+++ Page excerpt +++

CRE analysts are currently investing much headspace on how AI will affect each asset class in the short and long term. But if there is one thing on which they agree it’s that AI isn’t about to trigger mass job losses but rather change them completely. 

“Everyone’s job is going to be unbundled and rebundled as AI enables more of the tasks we do to be automated or augmented in various ways,” says Antony Slumbers, a leading digital strategist and technology adviser to the UK’s commercial real estate industry. 

“AI will allow us to fundamentally rethink how work is done and value is created.”

Rapid change

But for this to occur, organisations need to start now on redesigning work around what the new technologies enable, Mr Slumbers adds, pointing out the introduction of the electric engine replacing steam power as an ideal analogy. “Great productivity gains didn’t manifest themselves until factories were fundamentally redesigned to take advantage of multitudes of standalone electric power machines, “ he says. 

“This process took four decades.”

As for AI? The process will likely take just one decade Mr Slumbers says. “One has to assume and plan for rapid change on this front.” 

Australian analysts hold similar sentiments. AI will result in the nature of jobs “changing significantly” rather than disappearing entirely according to the Cromwell Property Group’s examination of AI’s impact in The Power of AI in Real Estate: A Paradigm Shift The-power-of-AI-in-real-estate-a-paradigm-shift.pdf (cromwell.com.au)

Jobs will be displaced, others altered: history shows about 60% of workers today are employed in occupations that didn’t exist in the 1940s. AI net job losses are possible, Crowell’s analysts conclude, yet historical data and human adaptability suggests economic and employment growth is the most likely outcome of AI’s impact. 

Using AI To Full Effect

Property professionals also see their roles “bundled and rebundled” by AI. too will have to deal with AI’s impact on how they execute their duties. According to Raj Singh CEO of property deal management software firm Altrio, one of the the challenges facing real estate professionals is determining how to fully benefit from predictive AI. He believes the availability of data - or lack thereof - is hindering the adoption of predictive AI within real estate for everyone from agents to investors.

Regarding property investing, Mr Singh says, AI has not yet meaningfully improved analysis due to the lack of “accurate, timely and consistent information to feed the models”.

+++

▸ **Exercise objective**
Please list every direct quotation that the article above on AI and real estate jobs attributes to Antony Slumbers.

+++ Source material +++

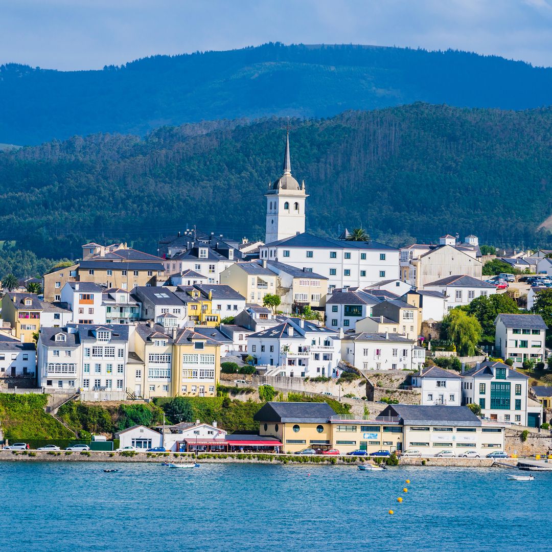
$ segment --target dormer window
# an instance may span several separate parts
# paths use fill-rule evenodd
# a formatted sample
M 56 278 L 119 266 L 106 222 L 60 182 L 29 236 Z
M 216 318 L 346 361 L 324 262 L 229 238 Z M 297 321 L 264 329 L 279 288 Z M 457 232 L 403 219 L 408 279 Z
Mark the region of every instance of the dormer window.
M 96 339 L 98 341 L 109 341 L 111 339 L 111 332 L 99 330 L 96 332 Z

+++

▸ **Answer area**
- "Everyone's job is going to be unbundled and rebundled as AI enables more of the tasks we do to be automated or augmented in various ways."
- "AI will allow us to fundamentally rethink how work is done and value is created."
- "Great productivity gains didn't manifest themselves until factories were fundamentally redesigned to take advantage of multitudes of standalone electric power machines."
- "This process took four decades."
- "One has to assume and plan for rapid change on this front."